>> begin EXERCISE INPUTS

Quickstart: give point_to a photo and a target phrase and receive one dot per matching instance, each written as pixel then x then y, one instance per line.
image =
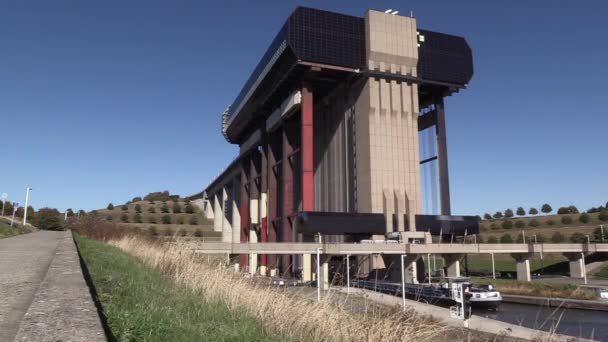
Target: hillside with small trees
pixel 160 214
pixel 567 224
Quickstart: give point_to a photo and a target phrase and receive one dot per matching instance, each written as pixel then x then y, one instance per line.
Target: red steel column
pixel 306 149
pixel 264 196
pixel 273 147
pixel 288 205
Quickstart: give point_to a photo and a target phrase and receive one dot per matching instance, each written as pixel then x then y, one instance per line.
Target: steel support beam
pixel 264 200
pixel 307 148
pixel 274 147
pixel 288 206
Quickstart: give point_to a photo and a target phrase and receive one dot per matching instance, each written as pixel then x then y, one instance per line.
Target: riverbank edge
pixel 581 304
pixel 477 323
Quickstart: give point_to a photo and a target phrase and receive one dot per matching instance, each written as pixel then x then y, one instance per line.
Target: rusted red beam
pixel 306 148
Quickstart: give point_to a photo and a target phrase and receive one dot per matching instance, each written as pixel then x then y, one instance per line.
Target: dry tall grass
pixel 289 316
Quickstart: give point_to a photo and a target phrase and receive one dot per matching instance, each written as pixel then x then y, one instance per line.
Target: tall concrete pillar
pixel 325 272
pixel 411 269
pixel 217 213
pixel 452 263
pixel 522 261
pixel 576 263
pixel 386 149
pixel 306 268
pixel 226 225
pixel 236 214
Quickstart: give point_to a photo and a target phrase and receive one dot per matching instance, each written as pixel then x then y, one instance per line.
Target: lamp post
pixel 4 197
pixel 27 196
pixel 348 273
pixel 319 274
pixel 403 281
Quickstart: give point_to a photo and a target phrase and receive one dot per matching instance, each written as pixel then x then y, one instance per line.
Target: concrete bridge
pixel 451 252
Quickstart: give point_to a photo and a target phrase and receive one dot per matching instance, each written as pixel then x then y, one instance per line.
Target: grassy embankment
pixel 282 314
pixel 543 226
pixel 140 304
pixel 7 231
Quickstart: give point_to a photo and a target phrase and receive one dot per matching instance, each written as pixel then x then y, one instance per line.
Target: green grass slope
pixel 7 231
pixel 546 226
pixel 140 304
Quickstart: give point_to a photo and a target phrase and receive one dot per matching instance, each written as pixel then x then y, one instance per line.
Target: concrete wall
pixel 386 124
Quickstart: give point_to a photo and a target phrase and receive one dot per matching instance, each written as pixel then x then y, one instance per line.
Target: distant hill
pixel 181 218
pixel 543 226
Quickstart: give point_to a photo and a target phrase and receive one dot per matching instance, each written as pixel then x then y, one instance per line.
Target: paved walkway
pixel 24 261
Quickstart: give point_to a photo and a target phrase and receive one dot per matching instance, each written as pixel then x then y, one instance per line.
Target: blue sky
pixel 101 102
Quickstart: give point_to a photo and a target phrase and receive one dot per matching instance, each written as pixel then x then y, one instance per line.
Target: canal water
pixel 578 323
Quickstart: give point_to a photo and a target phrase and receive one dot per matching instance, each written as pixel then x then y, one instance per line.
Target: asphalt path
pixel 24 261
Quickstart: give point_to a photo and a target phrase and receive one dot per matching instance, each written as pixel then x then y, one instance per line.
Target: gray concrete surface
pixel 391 248
pixel 62 309
pixel 43 294
pixel 24 261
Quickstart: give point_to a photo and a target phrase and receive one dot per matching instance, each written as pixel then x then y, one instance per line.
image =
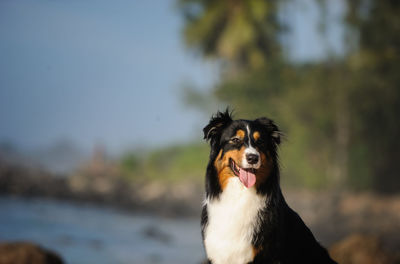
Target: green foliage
pixel 243 32
pixel 174 163
pixel 340 115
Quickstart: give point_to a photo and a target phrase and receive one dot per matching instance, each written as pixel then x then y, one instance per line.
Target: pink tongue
pixel 247 178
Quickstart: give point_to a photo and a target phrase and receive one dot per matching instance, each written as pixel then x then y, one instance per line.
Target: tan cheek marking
pixel 240 133
pixel 223 168
pixel 255 251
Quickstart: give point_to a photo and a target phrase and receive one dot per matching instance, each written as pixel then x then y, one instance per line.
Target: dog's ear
pixel 217 123
pixel 272 129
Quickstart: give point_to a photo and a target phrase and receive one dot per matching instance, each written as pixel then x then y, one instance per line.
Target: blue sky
pixel 109 72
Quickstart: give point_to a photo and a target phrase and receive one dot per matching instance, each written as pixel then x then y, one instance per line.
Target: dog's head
pixel 242 148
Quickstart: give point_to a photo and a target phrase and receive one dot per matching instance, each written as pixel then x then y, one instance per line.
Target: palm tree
pixel 243 33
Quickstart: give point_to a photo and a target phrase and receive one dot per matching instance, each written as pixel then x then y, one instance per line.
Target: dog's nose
pixel 252 158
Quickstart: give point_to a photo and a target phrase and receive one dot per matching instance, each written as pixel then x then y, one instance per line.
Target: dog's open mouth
pixel 246 176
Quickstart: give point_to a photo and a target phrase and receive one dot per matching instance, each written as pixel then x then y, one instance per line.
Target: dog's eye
pixel 235 140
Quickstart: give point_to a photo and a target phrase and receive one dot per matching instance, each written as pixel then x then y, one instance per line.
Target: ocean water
pixel 90 234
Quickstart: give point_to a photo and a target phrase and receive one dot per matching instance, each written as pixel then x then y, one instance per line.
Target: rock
pixel 360 249
pixel 27 253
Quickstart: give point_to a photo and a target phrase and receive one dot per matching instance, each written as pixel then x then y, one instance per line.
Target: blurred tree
pixel 243 33
pixel 375 65
pixel 340 114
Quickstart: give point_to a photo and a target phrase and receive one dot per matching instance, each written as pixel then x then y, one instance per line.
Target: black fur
pixel 283 237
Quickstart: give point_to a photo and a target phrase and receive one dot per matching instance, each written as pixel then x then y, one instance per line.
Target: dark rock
pixel 27 253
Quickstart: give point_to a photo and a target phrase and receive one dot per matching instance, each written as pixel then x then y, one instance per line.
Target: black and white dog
pixel 245 218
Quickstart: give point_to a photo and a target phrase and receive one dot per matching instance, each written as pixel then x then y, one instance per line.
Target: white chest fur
pixel 232 220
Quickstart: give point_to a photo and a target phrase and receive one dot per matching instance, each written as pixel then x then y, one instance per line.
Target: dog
pixel 245 218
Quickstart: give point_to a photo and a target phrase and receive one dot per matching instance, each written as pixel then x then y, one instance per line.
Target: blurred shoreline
pixel 332 215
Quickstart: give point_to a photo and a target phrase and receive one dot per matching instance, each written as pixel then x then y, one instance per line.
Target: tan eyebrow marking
pixel 240 133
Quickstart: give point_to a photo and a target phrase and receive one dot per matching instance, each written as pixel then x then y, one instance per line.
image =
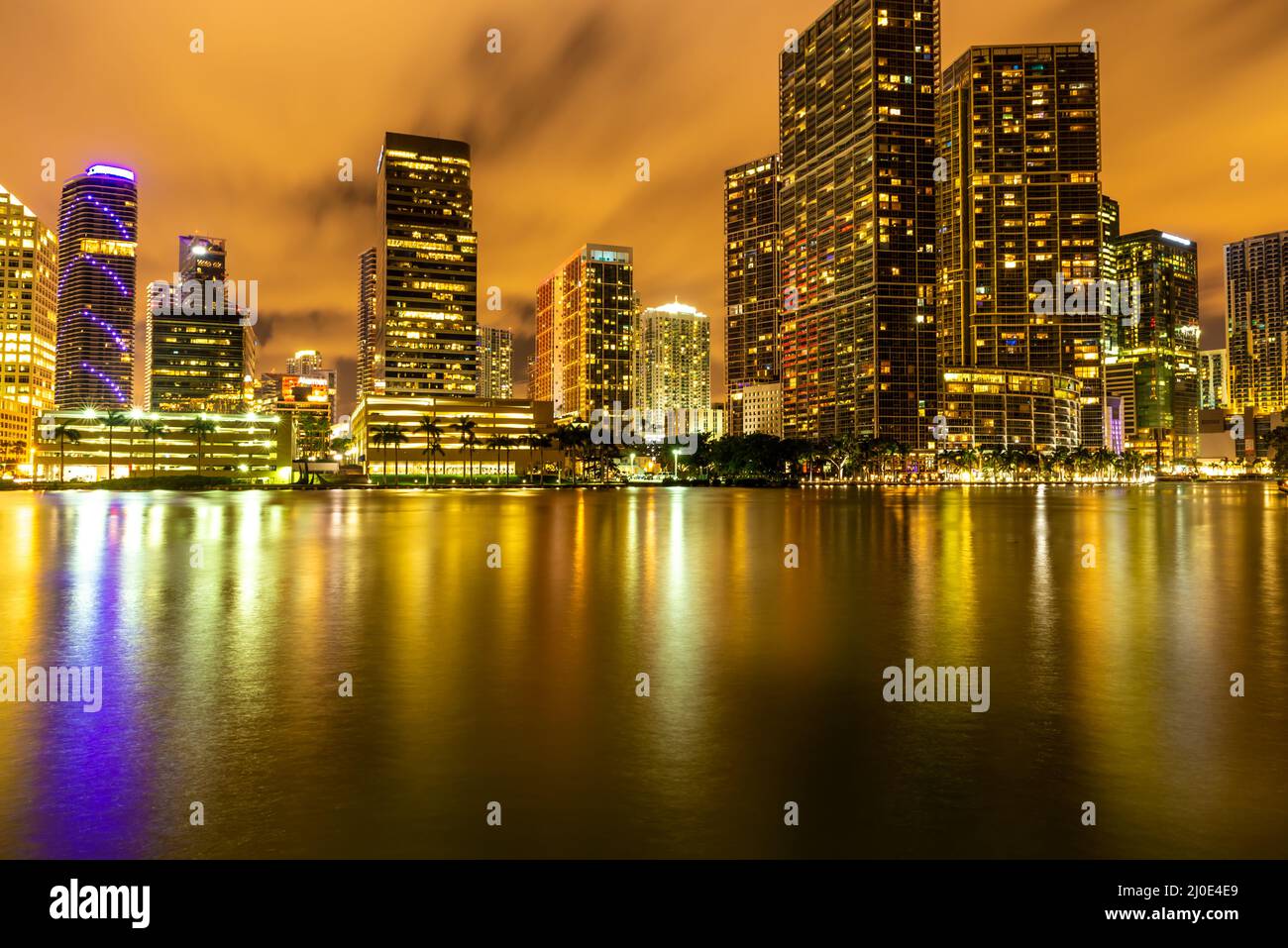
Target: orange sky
pixel 243 141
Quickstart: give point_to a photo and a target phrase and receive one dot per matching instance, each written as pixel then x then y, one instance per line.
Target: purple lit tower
pixel 97 240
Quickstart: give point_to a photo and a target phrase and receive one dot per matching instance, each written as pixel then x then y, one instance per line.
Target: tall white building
pixel 671 375
pixel 496 352
pixel 1214 378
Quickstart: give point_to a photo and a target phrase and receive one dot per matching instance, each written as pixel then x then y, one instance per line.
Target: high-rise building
pixel 751 279
pixel 368 277
pixel 97 240
pixel 671 376
pixel 585 311
pixel 1214 378
pixel 496 353
pixel 200 343
pixel 857 211
pixel 423 333
pixel 29 324
pixel 1020 222
pixel 1256 322
pixel 1154 366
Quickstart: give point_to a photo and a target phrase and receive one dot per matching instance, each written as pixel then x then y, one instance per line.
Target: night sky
pixel 244 141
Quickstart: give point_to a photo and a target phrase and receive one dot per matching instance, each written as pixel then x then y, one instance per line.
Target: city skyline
pixel 266 210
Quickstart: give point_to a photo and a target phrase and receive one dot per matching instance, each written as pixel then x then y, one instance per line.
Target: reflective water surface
pixel 223 622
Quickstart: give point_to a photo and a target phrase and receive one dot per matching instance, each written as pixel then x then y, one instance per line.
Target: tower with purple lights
pixel 98 240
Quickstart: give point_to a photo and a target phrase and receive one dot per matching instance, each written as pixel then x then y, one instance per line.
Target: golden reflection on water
pixel 224 622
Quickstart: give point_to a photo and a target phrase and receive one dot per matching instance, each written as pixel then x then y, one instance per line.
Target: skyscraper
pixel 671 377
pixel 1214 378
pixel 751 279
pixel 200 348
pixel 1021 210
pixel 496 352
pixel 857 110
pixel 585 311
pixel 1154 366
pixel 1256 322
pixel 29 321
pixel 97 239
pixel 423 334
pixel 368 277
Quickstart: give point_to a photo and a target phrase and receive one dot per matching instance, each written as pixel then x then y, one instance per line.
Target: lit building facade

>> end EXERCISE INPUTS

Give the part of the data from its start through the line containing "pixel 288 206" as a numbered list, leaving out blank lines and the pictures.

1. Quickstart: give point_to a photo and a target phrase and receive one dot per matching instance, each written as pixel then x then y, one instance per line.
2. image =
3. Target: hillside with small trees
4. pixel 160 214
5. pixel 567 224
6. Quickstart: give point_to a photo and a target phrase and receive one dot per matching instance, each written as pixel then x then y, one instance per line.
7. Target: red steel column
8. pixel 306 149
9. pixel 264 196
10. pixel 273 147
11. pixel 288 205
12. Quickstart: give point_to a photo and a target phrase and receive one dot per matching instance, each written as pixel then x then y, one instance per line.
13. Target: steel support beam
14. pixel 264 200
15. pixel 307 148
16. pixel 274 147
17. pixel 288 206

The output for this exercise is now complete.